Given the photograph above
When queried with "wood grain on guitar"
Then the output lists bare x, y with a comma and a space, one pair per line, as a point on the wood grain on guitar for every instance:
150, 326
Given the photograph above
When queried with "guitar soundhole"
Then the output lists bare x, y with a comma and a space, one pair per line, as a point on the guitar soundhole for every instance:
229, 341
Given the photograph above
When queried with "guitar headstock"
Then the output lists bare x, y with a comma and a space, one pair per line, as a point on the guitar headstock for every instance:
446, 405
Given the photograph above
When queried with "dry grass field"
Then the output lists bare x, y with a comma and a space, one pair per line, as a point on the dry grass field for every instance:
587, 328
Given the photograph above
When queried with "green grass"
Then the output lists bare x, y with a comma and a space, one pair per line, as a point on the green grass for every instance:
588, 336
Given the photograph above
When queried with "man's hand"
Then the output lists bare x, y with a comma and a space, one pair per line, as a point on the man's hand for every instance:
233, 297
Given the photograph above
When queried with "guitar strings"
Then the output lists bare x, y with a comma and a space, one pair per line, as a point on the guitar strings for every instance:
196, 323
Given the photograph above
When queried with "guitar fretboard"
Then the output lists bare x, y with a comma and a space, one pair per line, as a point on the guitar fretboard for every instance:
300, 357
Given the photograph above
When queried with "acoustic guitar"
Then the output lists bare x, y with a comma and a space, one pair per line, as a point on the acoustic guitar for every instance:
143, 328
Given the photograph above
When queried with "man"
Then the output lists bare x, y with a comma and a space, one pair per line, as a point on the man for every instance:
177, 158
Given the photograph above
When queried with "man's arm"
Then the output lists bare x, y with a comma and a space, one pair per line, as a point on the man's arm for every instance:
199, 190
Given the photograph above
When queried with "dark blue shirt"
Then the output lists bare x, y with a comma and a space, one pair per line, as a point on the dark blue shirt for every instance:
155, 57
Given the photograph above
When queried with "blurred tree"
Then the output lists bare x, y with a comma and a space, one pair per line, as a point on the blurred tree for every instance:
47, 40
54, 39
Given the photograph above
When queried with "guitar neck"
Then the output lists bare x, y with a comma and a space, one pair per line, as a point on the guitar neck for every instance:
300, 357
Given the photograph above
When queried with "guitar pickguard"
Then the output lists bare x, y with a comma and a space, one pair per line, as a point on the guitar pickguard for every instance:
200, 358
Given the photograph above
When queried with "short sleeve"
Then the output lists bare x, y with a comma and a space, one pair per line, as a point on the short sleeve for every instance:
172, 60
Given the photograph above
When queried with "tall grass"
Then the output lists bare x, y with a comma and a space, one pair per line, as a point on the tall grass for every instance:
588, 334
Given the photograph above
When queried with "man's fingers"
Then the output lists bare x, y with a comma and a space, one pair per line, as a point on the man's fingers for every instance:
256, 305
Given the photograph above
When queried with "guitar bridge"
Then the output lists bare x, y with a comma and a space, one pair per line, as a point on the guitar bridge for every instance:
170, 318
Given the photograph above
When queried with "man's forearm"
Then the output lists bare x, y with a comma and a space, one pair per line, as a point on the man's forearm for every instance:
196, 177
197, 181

• **WHAT IS EXPECTED**
Restate every line of the data word for word.

• **SOLUTION TO THIS EXERCISE**
Given the photograph above
When queried with "wood grain on guitar"
Then the output lists bare x, y with a comma and a space, one pair per line, as a point on the wood grain on guitar for every instance:
150, 326
Given the photograph above
When queried with "guitar soundhole"
Then the output lists bare x, y with a comma and a space, one pair per line, as a point on the guitar soundhole for every instance:
229, 341
Given the photograph above
When queried with "guitar headstock"
Then the output lists bare x, y with a comma and a space, one pair per line, as a point on the guitar headstock for every instance:
446, 405
Given the photograph above
When queried with "dry grass field"
Then the output lists bare x, y with a comma and a space, one pair per line, as a point on the dry grass field for every instance:
587, 328
Given the photograph above
When queried with "green grass"
Then the output lists bare x, y with a comma and a space, one pair per line, as a point on the green grass for every instance:
588, 336
Given the photograph above
When queried with "man's hand"
Then the output lists bare x, y with a comma and a space, one pair per line, as a point on the man's hand for every instance:
233, 297
Given the photograph above
When queried with "guitar strings"
Then the output lists bare x, y with a comma and a space, one pair per line, as a point on the guitar strings for every instance:
196, 323
Given the photograph above
When queried with "guitar fretboard"
Then the output lists bare x, y with a comma and a space, one pair per line, as a point on the guitar fretboard for every instance:
300, 357
Given the photograph above
When queried with "acoustic guitar"
Then the output lists bare x, y with a comma and a space, one pair per line, as a point on the acoustic guitar for every instance:
143, 328
Given the photograph above
When queried with "man"
Then the output lists bare x, y with a comma and a space, one pair per line, as a point on the man for every instance:
177, 158
Given the photograph above
When queried with "man's arm"
Then the output lists bare x, y with a comma and a space, one pair per line, as a point on the man's arm for every instance:
199, 190
Given the photograph above
When queried with "dark blue shirt"
Then the output lists bare x, y with a comma and a space, one pair per line, as a point on the dark blue shirt for every instance:
155, 57
Given the photograph above
When queried with "blurred tree"
Then the output lists bare x, y with a comma and a space, one pair per line, as a point on the blurred tree for every instance:
47, 40
54, 39
Given the photograph above
When queried with "guitar neck"
Then the output lists bare x, y with a comma and a space, one pair per line, as a point on the guitar neck for every instance:
300, 357
Given the photograph above
When queried with "guitar pickguard"
Then the output lists bare x, y with a comma and a space, one pair per line, as a point on the guitar pickguard for every instance:
200, 358
Given the photograph above
When queried with "short sleeve"
Then the output lists bare x, y with a comma and a space, one pair per line, as a point on the short sleeve for every instance:
172, 60
Given the photograph above
When queried with "tall grass"
Then the output lists bare x, y with a comma and a space, one pair per line, as a point on the tall grass for every instance:
588, 334
Given the photograph above
When queried with "man's fingers"
Then the output lists bare x, y with a comma and a space, one pair per line, as a point on the man's fingers for every instance:
256, 305
Given the photograph above
When queried with "guitar bridge"
Then the output lists bare x, y with a comma and a space, one pair per line, as a point on the guitar bridge for every instance:
170, 318
Given the photograph above
When queried with "man's forearm"
Then the output lists bare x, y with a comma and a space, one pair per line, as a point on the man's forearm for every instance:
196, 177
197, 181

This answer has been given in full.